Dataset items
---

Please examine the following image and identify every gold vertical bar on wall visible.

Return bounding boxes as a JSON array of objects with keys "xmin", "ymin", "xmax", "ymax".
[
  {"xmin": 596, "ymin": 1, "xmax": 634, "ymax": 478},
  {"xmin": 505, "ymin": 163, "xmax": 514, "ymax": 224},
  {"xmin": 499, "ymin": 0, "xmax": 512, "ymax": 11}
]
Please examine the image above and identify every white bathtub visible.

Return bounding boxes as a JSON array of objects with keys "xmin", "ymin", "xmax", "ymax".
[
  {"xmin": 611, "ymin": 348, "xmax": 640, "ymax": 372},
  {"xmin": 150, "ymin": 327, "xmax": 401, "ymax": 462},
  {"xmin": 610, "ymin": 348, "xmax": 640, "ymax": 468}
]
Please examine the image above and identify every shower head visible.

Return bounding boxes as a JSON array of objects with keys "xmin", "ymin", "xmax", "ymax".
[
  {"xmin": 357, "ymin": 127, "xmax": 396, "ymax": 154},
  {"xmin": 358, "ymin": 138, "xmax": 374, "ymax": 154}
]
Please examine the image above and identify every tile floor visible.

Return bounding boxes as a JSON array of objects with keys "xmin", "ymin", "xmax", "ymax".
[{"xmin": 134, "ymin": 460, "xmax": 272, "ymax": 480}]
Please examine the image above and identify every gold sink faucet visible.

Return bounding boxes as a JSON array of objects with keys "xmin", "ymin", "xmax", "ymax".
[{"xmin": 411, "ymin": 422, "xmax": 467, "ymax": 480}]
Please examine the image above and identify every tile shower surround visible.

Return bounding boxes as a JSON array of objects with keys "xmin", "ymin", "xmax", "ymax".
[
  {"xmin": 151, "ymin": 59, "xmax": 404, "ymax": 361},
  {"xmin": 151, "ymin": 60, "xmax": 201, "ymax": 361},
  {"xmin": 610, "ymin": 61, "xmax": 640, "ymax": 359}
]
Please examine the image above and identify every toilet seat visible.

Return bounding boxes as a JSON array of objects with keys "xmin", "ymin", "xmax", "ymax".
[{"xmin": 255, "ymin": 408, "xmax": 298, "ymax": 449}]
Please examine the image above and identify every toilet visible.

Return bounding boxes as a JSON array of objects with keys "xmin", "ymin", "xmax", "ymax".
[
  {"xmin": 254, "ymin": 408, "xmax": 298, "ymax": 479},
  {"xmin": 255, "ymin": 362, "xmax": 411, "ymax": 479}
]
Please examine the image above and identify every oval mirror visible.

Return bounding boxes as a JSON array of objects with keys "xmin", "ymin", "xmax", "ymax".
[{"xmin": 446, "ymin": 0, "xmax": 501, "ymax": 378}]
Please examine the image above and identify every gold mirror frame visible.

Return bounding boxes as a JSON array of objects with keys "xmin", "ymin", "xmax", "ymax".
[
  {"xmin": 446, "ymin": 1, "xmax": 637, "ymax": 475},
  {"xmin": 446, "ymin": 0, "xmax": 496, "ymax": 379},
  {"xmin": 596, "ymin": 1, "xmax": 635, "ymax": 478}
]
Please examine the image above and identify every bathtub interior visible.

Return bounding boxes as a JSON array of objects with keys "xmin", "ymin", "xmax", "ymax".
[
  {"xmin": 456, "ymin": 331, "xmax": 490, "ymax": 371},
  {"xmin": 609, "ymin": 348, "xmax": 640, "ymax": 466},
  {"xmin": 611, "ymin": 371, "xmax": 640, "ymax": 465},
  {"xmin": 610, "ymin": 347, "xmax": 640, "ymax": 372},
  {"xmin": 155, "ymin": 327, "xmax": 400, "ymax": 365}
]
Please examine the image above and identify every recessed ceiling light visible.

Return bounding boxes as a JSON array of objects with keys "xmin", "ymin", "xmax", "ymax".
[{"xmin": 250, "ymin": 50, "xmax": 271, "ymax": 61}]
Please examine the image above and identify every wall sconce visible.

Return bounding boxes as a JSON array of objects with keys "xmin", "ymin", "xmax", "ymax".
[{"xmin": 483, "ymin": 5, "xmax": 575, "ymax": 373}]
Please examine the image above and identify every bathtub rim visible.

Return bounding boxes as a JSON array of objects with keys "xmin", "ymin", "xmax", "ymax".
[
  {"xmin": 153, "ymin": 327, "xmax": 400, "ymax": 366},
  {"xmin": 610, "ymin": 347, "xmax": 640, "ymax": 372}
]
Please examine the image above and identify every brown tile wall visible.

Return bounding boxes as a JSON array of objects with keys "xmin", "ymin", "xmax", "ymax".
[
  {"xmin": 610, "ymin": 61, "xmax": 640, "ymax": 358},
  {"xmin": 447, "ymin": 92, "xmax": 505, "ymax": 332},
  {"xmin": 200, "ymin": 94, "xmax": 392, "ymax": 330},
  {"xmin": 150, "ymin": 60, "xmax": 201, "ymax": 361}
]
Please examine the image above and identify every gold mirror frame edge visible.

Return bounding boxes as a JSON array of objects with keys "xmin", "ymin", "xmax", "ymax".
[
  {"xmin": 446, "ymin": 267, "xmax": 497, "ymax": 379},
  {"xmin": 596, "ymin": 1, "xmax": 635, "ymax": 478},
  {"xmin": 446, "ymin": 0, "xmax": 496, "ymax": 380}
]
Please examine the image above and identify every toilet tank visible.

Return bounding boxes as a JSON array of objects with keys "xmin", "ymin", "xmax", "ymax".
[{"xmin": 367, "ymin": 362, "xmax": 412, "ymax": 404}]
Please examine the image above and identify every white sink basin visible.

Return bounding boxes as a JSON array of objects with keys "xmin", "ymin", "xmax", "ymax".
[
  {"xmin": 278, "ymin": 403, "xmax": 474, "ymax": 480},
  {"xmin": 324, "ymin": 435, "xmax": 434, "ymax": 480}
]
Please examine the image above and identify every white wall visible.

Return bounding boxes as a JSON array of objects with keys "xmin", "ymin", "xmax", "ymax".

---

List every line above containing the word "wall".

Response:
Please examine the following image and identify every gold vertical bar on wall visible.
Please examine the image above and identify every wall sconce visible.
Please examine the image above and identify every brown tile wall visible.
Please examine the image above and identify every white wall visible.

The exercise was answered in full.